Requirement: In the material below, transcribe every line from the first through the line holding "query | hiking boot", exactly, and stop after that line.

Record excerpts:

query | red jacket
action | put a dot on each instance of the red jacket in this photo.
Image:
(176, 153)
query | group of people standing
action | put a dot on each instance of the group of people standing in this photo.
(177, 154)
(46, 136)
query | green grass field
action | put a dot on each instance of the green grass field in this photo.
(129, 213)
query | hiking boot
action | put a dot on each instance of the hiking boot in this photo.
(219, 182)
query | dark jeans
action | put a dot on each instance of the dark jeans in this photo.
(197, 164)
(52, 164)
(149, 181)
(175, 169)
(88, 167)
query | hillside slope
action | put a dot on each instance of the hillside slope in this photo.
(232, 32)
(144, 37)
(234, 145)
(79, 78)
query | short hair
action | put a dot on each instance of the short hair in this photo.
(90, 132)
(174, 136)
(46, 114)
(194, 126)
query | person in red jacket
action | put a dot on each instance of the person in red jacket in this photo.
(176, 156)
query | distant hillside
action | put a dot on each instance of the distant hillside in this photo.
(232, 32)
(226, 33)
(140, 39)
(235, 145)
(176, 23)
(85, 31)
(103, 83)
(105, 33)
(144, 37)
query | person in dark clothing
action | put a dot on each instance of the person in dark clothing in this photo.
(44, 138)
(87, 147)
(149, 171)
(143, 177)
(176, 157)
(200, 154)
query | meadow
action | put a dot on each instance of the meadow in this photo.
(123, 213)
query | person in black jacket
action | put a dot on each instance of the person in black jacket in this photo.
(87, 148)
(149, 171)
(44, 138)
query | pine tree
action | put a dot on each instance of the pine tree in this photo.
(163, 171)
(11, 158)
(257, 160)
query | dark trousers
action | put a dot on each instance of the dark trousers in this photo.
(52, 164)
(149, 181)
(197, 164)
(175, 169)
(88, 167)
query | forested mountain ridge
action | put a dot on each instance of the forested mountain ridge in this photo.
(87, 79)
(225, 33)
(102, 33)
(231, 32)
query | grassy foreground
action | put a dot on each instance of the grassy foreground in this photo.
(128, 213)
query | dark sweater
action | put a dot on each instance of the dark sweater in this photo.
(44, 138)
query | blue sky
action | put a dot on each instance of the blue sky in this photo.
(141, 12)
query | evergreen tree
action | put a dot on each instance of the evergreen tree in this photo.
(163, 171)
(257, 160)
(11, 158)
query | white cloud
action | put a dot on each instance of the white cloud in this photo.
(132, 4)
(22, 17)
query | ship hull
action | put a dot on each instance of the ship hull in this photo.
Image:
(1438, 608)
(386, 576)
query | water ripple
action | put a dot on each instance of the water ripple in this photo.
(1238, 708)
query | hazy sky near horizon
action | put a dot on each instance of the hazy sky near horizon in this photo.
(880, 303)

Exercise solution:
query | red jacket
action | put a dot on each instance of the red jacket in this photo.
Image:
(176, 153)
query | group of people standing
action | put a dot on each instance of the group of people standing in this photo.
(177, 154)
(46, 136)
query | green grass field
action | put a dot on each instance of the green grass field in this photo.
(129, 213)
query | hiking boot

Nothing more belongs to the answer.